→ **What needs to be done**
What is needed here is an exact repetition of the records below, beginning at the line that has "Exercise. Put one point on every instance of the tree canopy" and stopping after the line that has "task | identify every instance of the blue carpet".

Recorded data:
────

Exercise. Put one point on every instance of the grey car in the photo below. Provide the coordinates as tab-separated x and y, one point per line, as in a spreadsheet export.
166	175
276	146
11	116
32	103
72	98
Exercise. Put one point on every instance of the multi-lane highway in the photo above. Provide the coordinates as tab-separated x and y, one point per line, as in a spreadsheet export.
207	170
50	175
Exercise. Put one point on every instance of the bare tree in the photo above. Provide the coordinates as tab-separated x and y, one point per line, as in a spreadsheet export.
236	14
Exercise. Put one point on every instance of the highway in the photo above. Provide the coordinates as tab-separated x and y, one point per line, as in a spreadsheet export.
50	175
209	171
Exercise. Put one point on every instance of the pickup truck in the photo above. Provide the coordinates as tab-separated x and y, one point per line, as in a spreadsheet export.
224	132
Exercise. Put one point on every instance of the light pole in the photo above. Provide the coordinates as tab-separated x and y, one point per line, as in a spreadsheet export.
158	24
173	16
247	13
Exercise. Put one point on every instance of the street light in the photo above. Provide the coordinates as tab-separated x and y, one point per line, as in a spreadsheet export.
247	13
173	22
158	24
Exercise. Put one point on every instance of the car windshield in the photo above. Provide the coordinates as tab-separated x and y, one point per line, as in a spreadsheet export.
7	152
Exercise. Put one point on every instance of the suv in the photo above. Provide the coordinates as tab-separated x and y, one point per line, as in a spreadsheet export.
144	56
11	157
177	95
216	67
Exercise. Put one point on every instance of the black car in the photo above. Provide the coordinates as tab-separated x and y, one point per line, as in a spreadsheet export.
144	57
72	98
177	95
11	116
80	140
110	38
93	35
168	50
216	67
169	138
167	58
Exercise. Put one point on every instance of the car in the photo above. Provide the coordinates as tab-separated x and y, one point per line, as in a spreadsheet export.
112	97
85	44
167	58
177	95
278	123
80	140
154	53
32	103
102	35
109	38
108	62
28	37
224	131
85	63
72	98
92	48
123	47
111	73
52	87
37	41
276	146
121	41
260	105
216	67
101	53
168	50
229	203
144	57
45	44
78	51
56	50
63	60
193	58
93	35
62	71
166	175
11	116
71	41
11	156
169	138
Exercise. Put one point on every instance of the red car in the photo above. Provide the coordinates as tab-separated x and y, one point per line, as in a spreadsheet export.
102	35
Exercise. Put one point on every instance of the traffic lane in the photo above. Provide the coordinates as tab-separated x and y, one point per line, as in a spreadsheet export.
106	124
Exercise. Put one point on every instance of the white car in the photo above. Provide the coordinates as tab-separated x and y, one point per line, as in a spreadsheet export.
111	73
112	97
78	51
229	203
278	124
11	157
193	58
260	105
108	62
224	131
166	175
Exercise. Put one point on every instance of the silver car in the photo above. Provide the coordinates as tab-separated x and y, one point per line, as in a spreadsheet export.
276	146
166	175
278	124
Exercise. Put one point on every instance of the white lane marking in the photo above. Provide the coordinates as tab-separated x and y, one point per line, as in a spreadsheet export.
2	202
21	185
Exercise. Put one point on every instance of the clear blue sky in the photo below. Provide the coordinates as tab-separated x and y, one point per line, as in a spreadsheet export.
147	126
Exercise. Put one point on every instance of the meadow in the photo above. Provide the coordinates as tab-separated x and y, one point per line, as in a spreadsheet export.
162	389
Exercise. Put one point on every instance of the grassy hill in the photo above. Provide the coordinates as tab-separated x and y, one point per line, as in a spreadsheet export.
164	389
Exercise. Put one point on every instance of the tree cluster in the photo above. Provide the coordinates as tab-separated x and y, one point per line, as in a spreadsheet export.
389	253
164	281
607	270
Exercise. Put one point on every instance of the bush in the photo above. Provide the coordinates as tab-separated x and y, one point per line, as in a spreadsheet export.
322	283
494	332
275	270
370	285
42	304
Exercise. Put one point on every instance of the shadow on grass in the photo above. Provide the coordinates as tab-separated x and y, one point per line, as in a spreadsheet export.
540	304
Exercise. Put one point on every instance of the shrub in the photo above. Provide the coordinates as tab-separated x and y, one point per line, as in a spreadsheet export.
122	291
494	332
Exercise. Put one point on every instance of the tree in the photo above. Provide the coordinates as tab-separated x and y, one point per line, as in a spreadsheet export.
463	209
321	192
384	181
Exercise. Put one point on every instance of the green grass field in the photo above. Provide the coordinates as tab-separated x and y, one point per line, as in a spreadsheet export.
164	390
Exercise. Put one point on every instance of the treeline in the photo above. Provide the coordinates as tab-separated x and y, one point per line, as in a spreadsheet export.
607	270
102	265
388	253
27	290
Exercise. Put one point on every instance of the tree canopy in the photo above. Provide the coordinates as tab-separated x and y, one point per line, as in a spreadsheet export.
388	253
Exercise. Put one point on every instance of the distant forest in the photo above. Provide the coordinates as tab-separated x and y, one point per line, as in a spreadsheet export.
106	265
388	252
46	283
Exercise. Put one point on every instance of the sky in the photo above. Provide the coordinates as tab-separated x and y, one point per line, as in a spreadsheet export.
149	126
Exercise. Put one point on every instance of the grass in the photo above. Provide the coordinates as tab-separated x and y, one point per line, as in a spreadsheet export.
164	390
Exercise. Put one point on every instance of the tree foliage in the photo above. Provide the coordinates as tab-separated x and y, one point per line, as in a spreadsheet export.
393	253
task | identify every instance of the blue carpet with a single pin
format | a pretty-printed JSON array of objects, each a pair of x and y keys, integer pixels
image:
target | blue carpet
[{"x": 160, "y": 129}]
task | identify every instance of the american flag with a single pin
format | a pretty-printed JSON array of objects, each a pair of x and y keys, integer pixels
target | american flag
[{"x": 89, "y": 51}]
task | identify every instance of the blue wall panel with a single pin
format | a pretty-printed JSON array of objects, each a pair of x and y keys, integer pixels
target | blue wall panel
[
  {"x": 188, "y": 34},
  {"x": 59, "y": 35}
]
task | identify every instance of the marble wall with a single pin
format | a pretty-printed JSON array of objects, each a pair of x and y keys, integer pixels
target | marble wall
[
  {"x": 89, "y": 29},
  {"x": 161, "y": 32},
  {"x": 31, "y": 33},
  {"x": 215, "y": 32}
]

────

→ **Exercise result**
Exercise. Put one point on every instance of the tree canopy in the photo above. Provide the coordinates as tab-separated x and y, one point per line, as in a spreadsheet export.
388	253
Exercise. Put one point on every instance of the distant forest in the photo above. Provide the coordinates as tab-separated x and y, one point per line, as in a spreadsheet export.
106	265
388	252
46	283
Exercise. Put one point on every instance of the sky in the photo above. Provide the coordinates as tab-separated x and y, one point per line, as in a spreadsheet export.
149	126
Exercise. Put one point on every instance of the grass in the photo above. Provide the coordinates as tab-separated x and y, one point per line, as in a spreadsheet export.
164	390
Exercise. Put one point on every instance of the tree foliage in the photo above. Provide the coordinates as tab-separated x and y, one point per line, as in a spreadsheet export.
393	253
task | identify every instance of the blue carpet with a single pin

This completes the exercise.